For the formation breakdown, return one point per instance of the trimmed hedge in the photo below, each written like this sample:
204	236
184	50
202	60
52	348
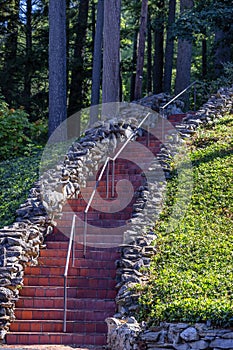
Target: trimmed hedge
191	276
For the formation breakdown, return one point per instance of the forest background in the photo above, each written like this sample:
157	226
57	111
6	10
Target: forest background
60	56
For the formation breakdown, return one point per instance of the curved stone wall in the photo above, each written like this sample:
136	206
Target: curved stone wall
21	242
124	332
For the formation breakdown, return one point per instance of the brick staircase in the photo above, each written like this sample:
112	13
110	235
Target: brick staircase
92	280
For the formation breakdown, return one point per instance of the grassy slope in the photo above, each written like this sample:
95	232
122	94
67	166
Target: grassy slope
192	274
16	178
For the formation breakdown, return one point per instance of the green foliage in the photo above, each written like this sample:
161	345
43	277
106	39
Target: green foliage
16	178
191	276
17	135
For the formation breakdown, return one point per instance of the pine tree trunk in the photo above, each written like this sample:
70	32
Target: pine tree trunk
133	65
149	55
184	57
169	51
159	54
222	50
204	58
28	62
77	74
57	65
97	61
8	77
141	50
111	51
158	60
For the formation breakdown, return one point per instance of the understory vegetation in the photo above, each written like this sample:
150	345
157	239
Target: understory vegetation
20	153
191	276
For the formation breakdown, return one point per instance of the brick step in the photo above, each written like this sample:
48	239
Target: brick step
89	270
79	263
72	292
57	326
58	314
95	216
58	303
35	338
99	282
92	253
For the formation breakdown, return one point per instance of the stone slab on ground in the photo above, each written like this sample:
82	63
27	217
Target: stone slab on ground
45	347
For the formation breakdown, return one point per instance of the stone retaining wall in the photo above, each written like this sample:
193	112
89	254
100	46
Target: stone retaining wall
21	242
124	333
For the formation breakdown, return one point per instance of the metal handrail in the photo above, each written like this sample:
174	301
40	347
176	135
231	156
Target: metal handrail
71	243
106	164
178	95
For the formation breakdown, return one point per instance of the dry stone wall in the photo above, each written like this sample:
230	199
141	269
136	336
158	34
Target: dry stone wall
21	242
124	332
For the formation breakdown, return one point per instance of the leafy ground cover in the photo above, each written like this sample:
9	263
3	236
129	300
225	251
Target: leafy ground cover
16	178
191	276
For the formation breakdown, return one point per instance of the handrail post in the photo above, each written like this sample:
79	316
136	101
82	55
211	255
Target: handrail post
113	178
195	96
66	271
73	244
107	181
65	304
85	235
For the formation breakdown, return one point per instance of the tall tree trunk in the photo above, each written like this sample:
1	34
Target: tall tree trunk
97	61
184	57
67	44
111	51
133	65
204	58
159	50
8	79
77	74
169	50
57	65
28	58
141	50
149	55
93	25
222	50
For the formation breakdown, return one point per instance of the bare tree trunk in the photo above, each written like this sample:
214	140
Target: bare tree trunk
111	51
184	56
28	62
169	51
149	55
8	80
159	54
141	50
97	61
222	50
57	64
77	74
133	66
204	58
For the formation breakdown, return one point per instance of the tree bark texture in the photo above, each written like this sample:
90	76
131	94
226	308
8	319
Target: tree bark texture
28	58
57	64
141	50
149	55
111	51
8	75
169	50
77	74
184	56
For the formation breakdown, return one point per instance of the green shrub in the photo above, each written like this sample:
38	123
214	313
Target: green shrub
17	176
191	276
17	135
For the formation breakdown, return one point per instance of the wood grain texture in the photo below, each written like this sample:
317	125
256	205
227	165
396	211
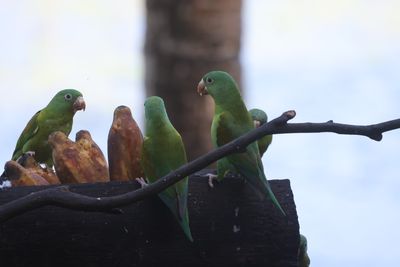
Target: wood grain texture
230	226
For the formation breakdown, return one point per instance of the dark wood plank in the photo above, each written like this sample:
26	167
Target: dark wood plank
230	226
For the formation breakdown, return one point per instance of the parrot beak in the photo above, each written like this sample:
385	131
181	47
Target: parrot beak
201	88
79	104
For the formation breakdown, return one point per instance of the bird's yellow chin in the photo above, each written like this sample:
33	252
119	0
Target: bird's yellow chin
201	88
79	104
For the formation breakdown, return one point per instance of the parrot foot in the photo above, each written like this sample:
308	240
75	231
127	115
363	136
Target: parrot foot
142	182
211	178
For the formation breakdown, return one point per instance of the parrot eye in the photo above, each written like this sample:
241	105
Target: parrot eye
68	97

■ **Exercise task**: Working from the material above, transcribe it exactly while omitting pictures.

■ **Answer to the task**:
For the formation breakdown, return one point per instance of the trimmed hedge in the photo below, each written like this sample:
204	236
184	50
202	60
52	348
Target: trimmed hedge
191	276
For the formation breakdown, return one point per instance of the forest background in the photo above, each written like this sample:
157	226
57	111
6	10
Target: forest background
60	56
For the formation breakdown, return one point per instance of the curved stone wall in the photo above, each written like this sample:
136	206
Target: curved stone wall
21	242
124	332
For the formation breakdown, return one point per instance of the brick staircase in the photo above, each written like this sample:
112	13
110	235
Target: brick staircase
92	280
For the formation breakdown, return one point per instance of the grassy slope in the photo above, each written like this sample:
95	232
122	94
67	166
Target: grassy slope
192	274
16	178
For the formation breakdown, return one point per instance of the green foliage in the photo above, each written like this sample:
161	345
43	277
106	39
Target: green foliage
16	178
191	276
17	135
For the formation breakdown, return one point per instance of the pine tree trunk in the photo above, each written like this sample:
70	32
Target: pine tree trunk
133	65
149	55
184	57
169	51
159	54
222	50
204	58
28	62
77	74
57	65
97	61
8	77
141	50
111	51
158	60
For the formation breakdown, return one point per instance of the understory vegetation in the photo above, each written like this sample:
150	345
157	239
Target: understory vegetation
20	153
191	276
For the formation breakdown, return one point per instance of the brick step in the photo above, each written like this sample:
48	239
Target: brick step
89	270
79	263
72	292
57	326
58	314
95	216
58	303
35	338
99	282
92	253
For the formation breakdown, return one point per instance of the stone slab on ground in the photo above, each written like this sample:
82	63
27	217
Target: stone slab on ground
45	347
For the formation breakdown, return one point per instance of the stone retaining wall in the photo above, each written like this sample:
193	112
89	254
100	46
Target: stone retaining wall
21	242
124	333
For the formation breakdown, return one point per instance of the metal handrail in the photo above, each written like this sample:
174	301
40	347
176	135
231	156
Target: metal handrail
71	243
106	164
178	95
For the formation breakdown, return one point per instance of the dry stone wall in the photo above, each written like this sample:
230	199
141	269
136	336
158	34
Target: dry stone wall
21	242
124	332
For the formation breakdown, return one point per instance of the leafy ground cover in the photo above, each written like this sample:
9	263
3	236
129	300
225	251
Target: leafy ground cover
16	178
191	276
For the formation breakdown, return one point per instance of the handrail post in the photo above, each written like this sample:
79	316
136	101
82	55
211	255
Target: handrail post
113	178
195	96
66	271
73	244
107	181
65	304
85	235
For the formation breakdown, return one point per instance of the tall tree trunk in the photo above, each written like this sample:
1	34
Target: tall tree trunk
97	61
184	57
67	44
111	51
133	65
204	58
159	50
8	79
77	74
169	50
57	65
28	58
141	50
149	55
93	25
222	50
For the formation breakdown, return one point per instance of the bare tree trunk in the photo above, each written like this sample:
214	140
Target: bare tree trunk
111	51
184	56
28	62
169	51
149	55
8	80
159	54
141	50
97	61
222	50
57	64
77	74
133	66
204	58
For the formation breakdown, return one point per instance of the tree bark texture in the photo above, each written like this sample:
90	76
131	94
226	308
8	319
Target: tree bark texture
28	58
57	64
141	50
149	55
111	51
8	75
169	50
77	74
184	56
For the formation breakdown, return one point per instance of the green shrub in the photo above, each written like this sample:
38	123
214	313
Target: green shrub
17	176
191	276
17	135
For the formation breakdown, return one point per instance of the wood grain texture in the photo below, each written like this sample:
317	125
256	205
227	165
396	211
Target: wood grain texture
230	226
For the formation breakdown, return one point per instance of the dark wood plank in the photo above, each written like this sample:
26	167
Target: dark wood plank
230	226
For the formation breakdown, return one point per instance of the parrot beak in the photo above, each written like this sample:
385	131
181	47
Target: parrot beak
201	88
79	104
For the formation breakdown, return one point per instance of the bird's yellow chin in the photo above, each written like this sample:
33	252
119	0
Target: bird's yellow chin
201	88
79	104
For the formation breakdown, return one point per instance of the parrot foot in the photo above, each written like this sample:
308	240
75	231
127	115
363	136
Target: parrot foot
142	182
211	178
For the formation breakdown, return one point per instance of the parrot eye in the photo above, each written like this sample:
241	105
Target: parrot eye
68	97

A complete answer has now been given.